# WORK TO DO:
Reproduce the following lines without any alteration.

(Entries for pointing and labeling)
>> start

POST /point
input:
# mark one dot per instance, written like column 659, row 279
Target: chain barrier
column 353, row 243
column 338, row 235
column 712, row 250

>> end

# EXERCISE RESULT:
POST /point
input:
# mark one dot per instance, written like column 659, row 279
Target: chain barrier
column 353, row 243
column 338, row 235
column 712, row 250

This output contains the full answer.